-- start of PAGE TEXT --

# Any members here have or have had a COLLIE?



## Banner (Jan 25, 2006)

Hi all,

Well we didn't expect or think we would be adopting another dog so soon after we lost Luke but an opportunity arose. We were asked to take a Collie out for a walk at the shelter and we now have him here at the house now. He wasn't doing well at the shelter. Ripley seems to really like him. They have been playing all afternoon and evening. We haven't made a final decision on adoption. I contacted a Collie Rescue and they will take him if we decide we are not ready for him. 

I am wondering what other peoples experience here has been with Collies. 

Here are a few pics. 

Thanks again everyone for all the support and kind words regarding our loss. 

Dan


----------



## Pointgold (Jun 6, 2007)

I show several Rough Collies, and personally own a beautiful young male Smooth. I adore them, and so do my Goldens. My Smooth, Jag, is known as The Ugly Cousin. He and my young male Golden are inseperable. At shows, Jag tries to get into the Golden ring. And Crew always has a greeting for ANY Collie. He was allowed to play this past weekend in an ex-pen with a Sheltie, who he was quite sure had been dried too long! "Mom, these people have shrunk the Collie..."
If you have become attached to the dog, and your other dogs like him and he fits in with the pack, either foster him until a really perfect home comes along, or embrace him as your own. Having other breeds with Goldens is a cinch. The Golden personality and temperament has saved many a resuce dog, no matter the breed.
After looking again at the pictures, I firmly believe that this dog is actually a somewhat larger Sheltie, rather than a Collie. Head type is different, and his size is more that of a large Sheltie. Very similar in temperament and job description to a Collie.


----------



## Belle's Mom (Jan 24, 2007)

I have no experience with Collies but I will say it is a very pretty dog and in picture #4 it is letting the golden right up by its face and does not seem to care at all......there is something to be said for that.

How old is the Collie? I assume housebroken?


----------



## Banner (Jan 25, 2006)

Belle's Mom said:


> I have no experience with Collies but I will say it is a very pretty dog and in picture #4 it is letting the golden right up by its face and does not seem to care at all......there is something to be said for that.
> 
> How old is the Collie? I assume housebroken?


Your right, he sure is beautiful. 

He looks to be about 2 to 3. He is house broken and trained. He walks on a leash like guiding a feather through the wind. He sits and lays down on command. On our walk when I said heal he looked back and slowed every time.

-- end of PAGE TEXT --

→ DIRECTIONS
1. Update the collie thread from "I show several" through "matter the breed.", replacing "Jag" with "Rex".
2. Extend the collie thread by writing what comes after its final sentence.
The lines after this point come from a separate source.

-- start of DATA SEGMENT --

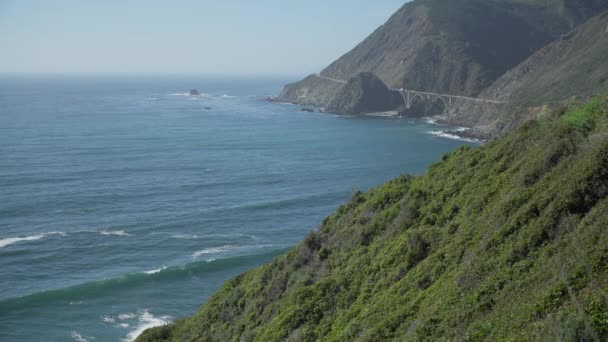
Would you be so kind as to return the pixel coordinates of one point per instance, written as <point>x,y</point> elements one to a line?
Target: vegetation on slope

-- end of DATA SEGMENT --

→ PER-TASK OUTPUTS
1.
I show several Rough Collies, and personally own a beautiful young male Smooth. I adore them, and so do my Goldens. My Smooth, Rex, is known as The Ugly Cousin. He and my young male Golden are inseperable. At shows, Rex tries to get into the Golden ring. And Crew always has a greeting for ANY Collie. He was allowed to play this past weekend in an ex-pen with a Sheltie, who he was quite sure had been dried too long! "Mom, these people have shrunk the Collie..."
If you have become attached to the dog, and your other dogs like him and he fits in with the pack, either foster him until a really perfect home comes along, or embrace him as your own. Having other breeds with Goldens is a cinch. The Golden personality and temperament has saved many a resuce dog, no matter the breed.

2.
The person who surrendered him at the shelter said she had found him as a stray and had him about 10 days. He's been at the shelter for 2 weeks.


----------



## mylissyk (Feb 25, 2007)

I don't have personal experience with collies, but my husband grew up with them. This is what he said about them.

_Collies are great dogs. They are playful and fairly affectionate. They tend to be good with kids, at least the ones I grew up with were, although the collies we had did seem to attach to one person more than the rest of the family. They require a lot of work on keeping the coat brushed or they will get badly matted. Growing up, I always had collies or german shepherds, and always thought they were the best dogs to have. Now that we've had our goldens -- Robbie is the BEST DOG EVER -- I can't really even picture ever having any other breed of dog again, but if I were to consider a dog other than a golden it would be a collie or a shepherd._


----------



## Banner (Jan 25, 2006)

Pointgold said:


> I show several Rough Collies, and personally own a beautiful young male Smooth. I adore them, and so do my Goldens. My Smooth, Jag, is known as The Ugly Cousin. He and my young male Golden are inseperable. At shows, Jag tries to get into the Golden ring. And Crew always has a greeting for ANY Collie. He was allowed to play this past weekend in an ex-pen with a Sheltie, who he was quite sure had been dried too long! "Mom, these people have shrunk the Collie..."
> If you have become attached to the dog, and your other dogs like him and he fits in with the pack, either foster him until a really perfect home comes along, or embrace him as your own. Having other breeds with Goldens is a cinch. The Golden personality and temperament has saved many a resuce dog, no matter the breed.
> After looking again at the pictures, I firmly believe that this dog is actually a somewhat larger Sheltie, rather than a Collie. Head type is different, and his size is more that of a large Sheltie. Very similar in temperament and job description to a Collie.


Pointgold,

Thanks so much. I had a feeling that I might find some good advise here. I'm pretty sure he is a pure breed Collie you may be thinking he's smaller from the pictures but Amy is 5' 10" with very long legs. She told me to say "he's a normal size Collie, my wife is a giant" LOL 

We are doing some reasearch on the breed and will try to make a good decision for both him and us. I know the MN WI Collie rescue will take him if we can't but he will stay here, he will NOT go back to the shelter. 

Dan


----------



## mylissyk (Feb 25, 2007)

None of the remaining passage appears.